You also may not be surprised that the distribution of the sample means is not sufficiently Normal. The Shapiro-Wilk test should return a p-value less than 0.05. What this means is the following:
If the data are generated from an Exponential process and the sample size you are using to estimate the population mean is 10, then the sample means are not sufficiently Normal.
So, if the sample means need to be Normally distributed for some analysis (in the future), and if the data are generated from an Exp(\(\lambda=0.25\)) process, then the sample size needs to be larger than n = 10.
How large??? Let us examine that in the next part. ☺
For the record, here is the approximate distribution of the sample means. You know how to create this histogram. Your distribution should be quite close.

You should also note that the distribution of the sample means is much more Normal than the distribution of the data.

STOP! Take a deep breath and read back through the previous section. Review what you learned and what the activity suggests you will be doing in the next section. This is what you need to do to extract the maximum benefit from these SCAs. Again, the objective is to learn not to finish.

Part III: The Second Extension

So, to ask again our previous question, what sample size is large enough so that the sample mean is sufficiently Normal when the data are generated from an Exp(λ=0.25) distribution? This section explores this question.

Basically, you will be running The Sandlot many times, varying the sample size each time, testing to see if the Shapiro-Wilk test consistently returns a p-value greater than 0.05. Here is the test for a sample size of 30:


mn = numeric()

for(i in 1:1e3) {
  x = rexp(30, rate=1/4)
  mn[i] = mean(x)

INFORMATION GIVEN>
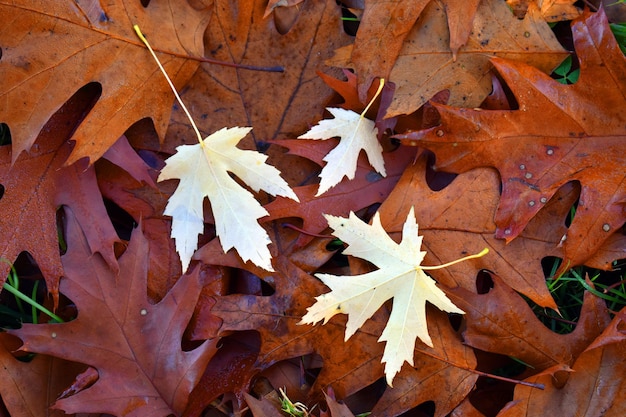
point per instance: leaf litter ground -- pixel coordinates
(134, 305)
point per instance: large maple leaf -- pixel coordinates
(50, 50)
(385, 25)
(204, 171)
(134, 345)
(450, 233)
(353, 364)
(559, 133)
(399, 277)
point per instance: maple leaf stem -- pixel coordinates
(381, 84)
(171, 84)
(465, 258)
(485, 374)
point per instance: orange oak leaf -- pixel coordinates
(426, 65)
(367, 188)
(93, 43)
(29, 388)
(275, 317)
(559, 133)
(134, 345)
(36, 185)
(266, 101)
(502, 322)
(449, 232)
(386, 24)
(593, 386)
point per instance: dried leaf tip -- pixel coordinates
(169, 81)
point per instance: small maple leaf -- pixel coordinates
(203, 170)
(400, 276)
(357, 133)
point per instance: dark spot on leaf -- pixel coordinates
(373, 176)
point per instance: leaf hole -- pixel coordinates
(5, 134)
(285, 18)
(60, 221)
(245, 282)
(484, 282)
(364, 400)
(437, 180)
(122, 221)
(501, 96)
(350, 20)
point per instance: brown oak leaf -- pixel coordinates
(36, 185)
(272, 103)
(502, 322)
(386, 24)
(594, 384)
(134, 345)
(50, 50)
(559, 133)
(426, 65)
(29, 388)
(450, 232)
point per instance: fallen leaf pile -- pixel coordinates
(268, 262)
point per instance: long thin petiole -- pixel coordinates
(381, 84)
(477, 255)
(171, 84)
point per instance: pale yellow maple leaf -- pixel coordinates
(203, 170)
(356, 133)
(399, 276)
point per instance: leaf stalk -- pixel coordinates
(171, 84)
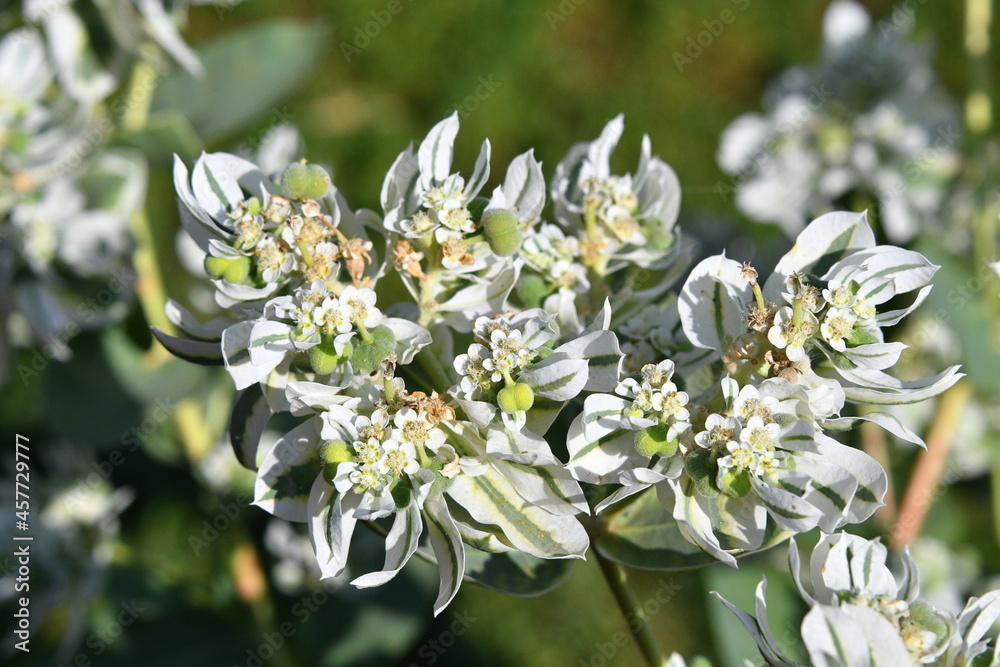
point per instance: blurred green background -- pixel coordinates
(524, 74)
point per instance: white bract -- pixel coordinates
(390, 453)
(731, 478)
(861, 616)
(818, 321)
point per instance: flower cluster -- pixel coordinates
(433, 415)
(869, 122)
(860, 615)
(65, 207)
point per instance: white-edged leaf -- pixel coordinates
(449, 551)
(491, 499)
(331, 526)
(206, 353)
(401, 543)
(436, 152)
(713, 302)
(288, 473)
(250, 416)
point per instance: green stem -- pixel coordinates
(978, 103)
(139, 97)
(636, 620)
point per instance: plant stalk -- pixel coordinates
(925, 481)
(631, 608)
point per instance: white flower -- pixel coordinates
(837, 325)
(719, 432)
(414, 429)
(399, 458)
(360, 303)
(760, 437)
(790, 337)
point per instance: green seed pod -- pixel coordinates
(324, 358)
(402, 493)
(317, 182)
(367, 355)
(216, 266)
(532, 290)
(653, 440)
(238, 271)
(332, 454)
(516, 397)
(476, 208)
(295, 180)
(736, 483)
(502, 231)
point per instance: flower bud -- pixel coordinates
(476, 208)
(305, 181)
(502, 231)
(402, 493)
(324, 358)
(532, 290)
(368, 355)
(654, 440)
(735, 483)
(332, 454)
(516, 397)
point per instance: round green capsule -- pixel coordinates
(654, 440)
(502, 231)
(305, 181)
(516, 397)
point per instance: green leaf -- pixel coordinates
(206, 353)
(644, 535)
(167, 133)
(247, 73)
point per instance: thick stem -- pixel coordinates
(925, 482)
(631, 608)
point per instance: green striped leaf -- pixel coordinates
(288, 472)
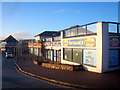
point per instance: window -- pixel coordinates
(118, 28)
(82, 30)
(73, 32)
(112, 28)
(77, 55)
(68, 54)
(89, 57)
(57, 38)
(91, 29)
(113, 57)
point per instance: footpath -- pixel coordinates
(78, 79)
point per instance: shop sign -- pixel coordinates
(47, 43)
(89, 57)
(34, 44)
(86, 42)
(114, 41)
(113, 57)
(12, 44)
(56, 44)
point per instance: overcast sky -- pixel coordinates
(26, 19)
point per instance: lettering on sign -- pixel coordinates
(86, 42)
(114, 42)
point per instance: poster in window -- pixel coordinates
(89, 57)
(113, 57)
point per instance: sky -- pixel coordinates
(24, 20)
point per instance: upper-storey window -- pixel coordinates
(82, 30)
(112, 28)
(91, 29)
(56, 38)
(73, 32)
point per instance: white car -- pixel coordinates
(8, 54)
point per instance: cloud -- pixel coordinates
(23, 35)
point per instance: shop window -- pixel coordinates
(118, 28)
(68, 54)
(112, 28)
(91, 29)
(73, 32)
(89, 57)
(82, 30)
(49, 54)
(113, 57)
(77, 55)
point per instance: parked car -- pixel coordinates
(9, 54)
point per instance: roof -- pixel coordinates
(10, 39)
(47, 33)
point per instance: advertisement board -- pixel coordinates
(113, 57)
(86, 42)
(89, 57)
(114, 41)
(56, 43)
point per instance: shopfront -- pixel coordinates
(96, 46)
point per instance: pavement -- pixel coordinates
(78, 79)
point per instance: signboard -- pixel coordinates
(56, 44)
(113, 57)
(86, 42)
(114, 41)
(47, 43)
(34, 44)
(12, 44)
(89, 57)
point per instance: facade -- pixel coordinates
(96, 46)
(9, 44)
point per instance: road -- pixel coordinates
(11, 78)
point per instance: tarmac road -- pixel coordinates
(11, 78)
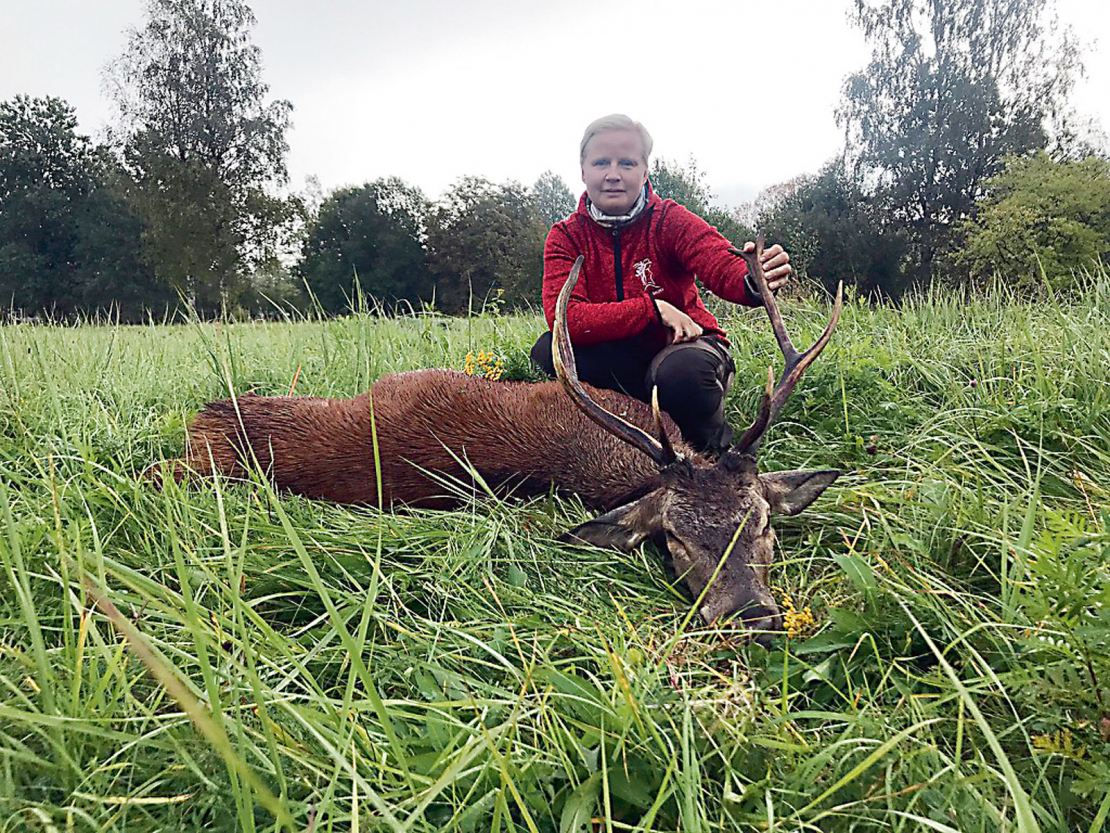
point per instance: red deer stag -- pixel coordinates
(524, 438)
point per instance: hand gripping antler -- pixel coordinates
(796, 362)
(659, 450)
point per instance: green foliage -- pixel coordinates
(950, 91)
(464, 671)
(370, 236)
(203, 148)
(835, 233)
(553, 198)
(1040, 220)
(483, 238)
(687, 187)
(69, 243)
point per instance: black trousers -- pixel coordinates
(693, 379)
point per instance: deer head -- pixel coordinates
(713, 517)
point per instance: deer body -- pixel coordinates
(714, 517)
(521, 438)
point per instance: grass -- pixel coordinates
(223, 658)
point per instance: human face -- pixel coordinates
(614, 170)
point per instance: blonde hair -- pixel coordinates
(616, 121)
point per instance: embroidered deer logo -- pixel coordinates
(643, 270)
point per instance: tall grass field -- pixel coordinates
(218, 656)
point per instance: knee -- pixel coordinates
(688, 380)
(542, 353)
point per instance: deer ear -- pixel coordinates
(624, 527)
(788, 492)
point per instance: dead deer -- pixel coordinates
(613, 451)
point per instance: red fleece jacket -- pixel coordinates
(657, 256)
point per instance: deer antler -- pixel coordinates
(659, 450)
(796, 362)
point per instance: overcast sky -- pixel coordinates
(433, 90)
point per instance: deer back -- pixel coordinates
(520, 437)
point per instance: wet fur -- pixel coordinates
(521, 438)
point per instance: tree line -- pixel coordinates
(962, 163)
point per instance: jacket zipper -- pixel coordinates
(616, 263)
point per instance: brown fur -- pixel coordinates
(521, 438)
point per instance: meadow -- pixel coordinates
(222, 658)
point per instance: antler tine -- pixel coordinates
(796, 363)
(661, 450)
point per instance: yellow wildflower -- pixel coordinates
(796, 622)
(486, 364)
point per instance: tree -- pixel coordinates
(203, 148)
(687, 187)
(375, 233)
(483, 238)
(68, 241)
(553, 198)
(952, 88)
(1041, 214)
(835, 233)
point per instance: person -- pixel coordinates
(636, 319)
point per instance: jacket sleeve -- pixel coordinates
(703, 250)
(589, 322)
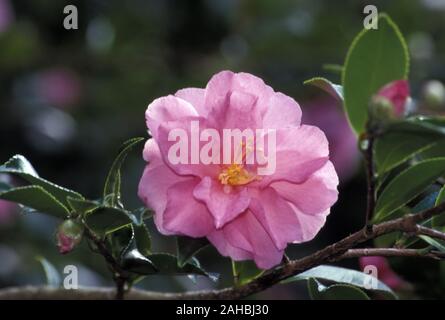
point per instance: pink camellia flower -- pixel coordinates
(325, 114)
(6, 15)
(59, 86)
(246, 213)
(397, 94)
(385, 273)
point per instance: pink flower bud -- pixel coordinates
(69, 235)
(385, 273)
(390, 101)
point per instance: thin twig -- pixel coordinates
(118, 274)
(392, 252)
(368, 154)
(331, 253)
(430, 232)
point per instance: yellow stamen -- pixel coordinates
(235, 175)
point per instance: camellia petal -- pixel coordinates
(246, 212)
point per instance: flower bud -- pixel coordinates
(69, 235)
(390, 102)
(433, 94)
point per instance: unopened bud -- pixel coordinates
(390, 101)
(69, 235)
(433, 94)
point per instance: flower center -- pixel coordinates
(235, 175)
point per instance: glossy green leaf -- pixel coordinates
(375, 58)
(133, 260)
(167, 264)
(19, 166)
(112, 186)
(142, 238)
(124, 247)
(52, 275)
(187, 247)
(437, 244)
(82, 206)
(245, 271)
(438, 222)
(334, 90)
(343, 275)
(334, 68)
(104, 220)
(37, 198)
(407, 185)
(318, 291)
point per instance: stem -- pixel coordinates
(368, 154)
(392, 252)
(118, 274)
(334, 252)
(235, 274)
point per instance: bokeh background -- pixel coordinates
(69, 98)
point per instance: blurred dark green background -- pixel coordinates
(69, 98)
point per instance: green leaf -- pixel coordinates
(19, 166)
(438, 222)
(134, 261)
(52, 275)
(343, 275)
(375, 58)
(142, 238)
(334, 68)
(396, 147)
(187, 247)
(407, 185)
(318, 291)
(246, 271)
(36, 198)
(167, 264)
(124, 247)
(104, 220)
(334, 90)
(112, 186)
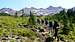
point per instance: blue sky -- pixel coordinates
(14, 4)
(19, 4)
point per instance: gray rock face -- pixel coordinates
(26, 11)
(48, 11)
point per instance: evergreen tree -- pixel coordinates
(32, 19)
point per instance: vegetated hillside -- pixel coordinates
(11, 24)
(27, 26)
(67, 19)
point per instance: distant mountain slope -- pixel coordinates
(8, 11)
(41, 11)
(26, 11)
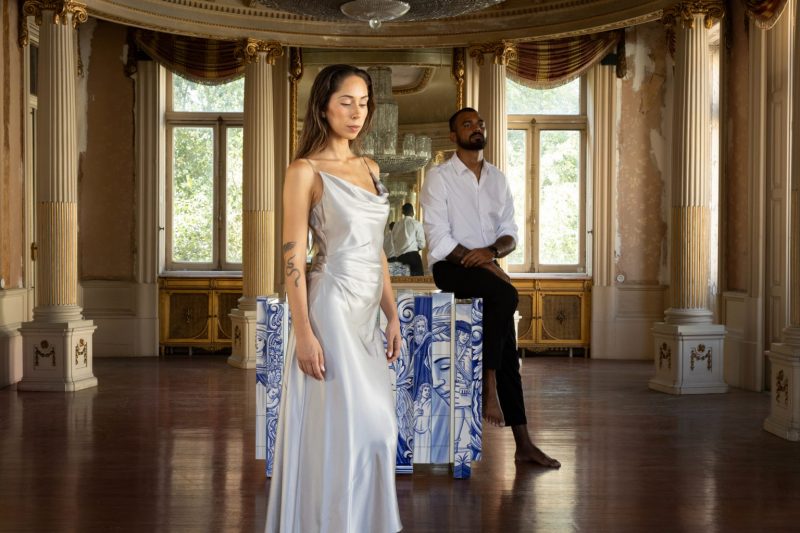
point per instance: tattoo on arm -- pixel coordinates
(457, 254)
(291, 270)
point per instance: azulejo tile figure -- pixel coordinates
(441, 355)
(272, 326)
(467, 388)
(403, 379)
(437, 379)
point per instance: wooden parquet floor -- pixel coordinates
(167, 444)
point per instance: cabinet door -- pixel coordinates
(560, 318)
(188, 316)
(224, 302)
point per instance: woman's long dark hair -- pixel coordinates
(315, 127)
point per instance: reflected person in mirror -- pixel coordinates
(469, 224)
(408, 238)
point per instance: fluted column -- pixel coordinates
(258, 196)
(58, 330)
(784, 416)
(492, 61)
(607, 331)
(688, 346)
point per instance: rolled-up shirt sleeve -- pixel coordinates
(507, 224)
(438, 231)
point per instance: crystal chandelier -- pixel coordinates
(375, 11)
(379, 10)
(381, 142)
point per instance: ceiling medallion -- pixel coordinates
(375, 12)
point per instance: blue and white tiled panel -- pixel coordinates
(468, 386)
(431, 357)
(402, 372)
(272, 332)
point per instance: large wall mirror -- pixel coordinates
(427, 88)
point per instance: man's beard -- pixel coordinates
(475, 142)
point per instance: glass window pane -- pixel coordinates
(233, 195)
(516, 171)
(559, 197)
(562, 100)
(190, 96)
(192, 195)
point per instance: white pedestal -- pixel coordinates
(57, 356)
(784, 411)
(689, 358)
(243, 344)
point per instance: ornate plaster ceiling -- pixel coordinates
(510, 20)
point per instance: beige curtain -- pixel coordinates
(554, 62)
(201, 60)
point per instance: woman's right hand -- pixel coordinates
(309, 356)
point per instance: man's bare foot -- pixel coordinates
(492, 411)
(527, 452)
(537, 456)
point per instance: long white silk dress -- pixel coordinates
(336, 441)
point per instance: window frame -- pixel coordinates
(534, 125)
(220, 123)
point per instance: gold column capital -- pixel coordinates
(60, 8)
(251, 50)
(503, 52)
(713, 11)
(459, 73)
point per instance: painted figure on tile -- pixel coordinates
(463, 385)
(422, 425)
(421, 352)
(337, 410)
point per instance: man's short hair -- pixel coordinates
(455, 116)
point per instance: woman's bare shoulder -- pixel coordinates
(373, 166)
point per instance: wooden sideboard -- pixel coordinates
(554, 312)
(193, 311)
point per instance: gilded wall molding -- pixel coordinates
(713, 11)
(60, 8)
(502, 52)
(664, 354)
(295, 75)
(46, 352)
(82, 352)
(252, 50)
(782, 388)
(700, 354)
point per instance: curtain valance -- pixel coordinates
(201, 60)
(554, 62)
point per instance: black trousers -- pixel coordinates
(413, 260)
(499, 339)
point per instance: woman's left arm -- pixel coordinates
(389, 308)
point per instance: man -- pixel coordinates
(408, 238)
(469, 222)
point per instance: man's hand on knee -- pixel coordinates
(477, 257)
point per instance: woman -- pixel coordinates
(337, 434)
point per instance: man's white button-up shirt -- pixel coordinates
(460, 209)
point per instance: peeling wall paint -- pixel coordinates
(644, 157)
(107, 171)
(12, 145)
(736, 261)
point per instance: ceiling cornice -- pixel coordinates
(511, 20)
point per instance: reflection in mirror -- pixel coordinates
(416, 92)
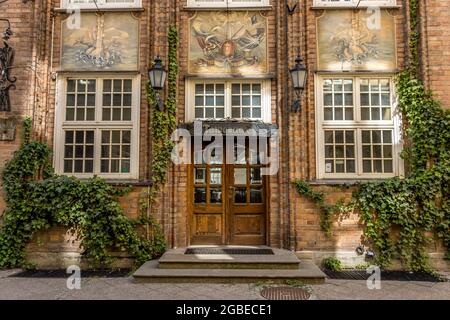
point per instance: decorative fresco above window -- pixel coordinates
(356, 40)
(104, 42)
(228, 43)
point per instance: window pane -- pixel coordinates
(200, 195)
(240, 176)
(215, 196)
(200, 176)
(215, 176)
(240, 195)
(256, 196)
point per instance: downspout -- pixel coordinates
(286, 122)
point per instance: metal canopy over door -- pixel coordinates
(229, 200)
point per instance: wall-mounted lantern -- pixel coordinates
(299, 76)
(6, 60)
(157, 76)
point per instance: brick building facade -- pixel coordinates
(351, 55)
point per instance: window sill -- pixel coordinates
(260, 8)
(124, 9)
(365, 6)
(344, 182)
(124, 182)
(267, 76)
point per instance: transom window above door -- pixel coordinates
(218, 100)
(354, 3)
(226, 3)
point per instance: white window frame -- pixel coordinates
(266, 112)
(357, 125)
(354, 3)
(223, 4)
(102, 4)
(61, 125)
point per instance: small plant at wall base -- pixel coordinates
(37, 199)
(402, 216)
(331, 264)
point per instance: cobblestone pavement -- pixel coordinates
(125, 288)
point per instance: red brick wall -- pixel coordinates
(435, 31)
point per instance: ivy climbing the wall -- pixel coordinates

GIVEN TASK>
In the passage on sample means, what p-value should the Shapiro-Wilk test return for sample means of size 10 drawn from an Exponential process? The records can be left aside; nothing asked here depends on them.

SOLUTION>
A p-value less than 0.05.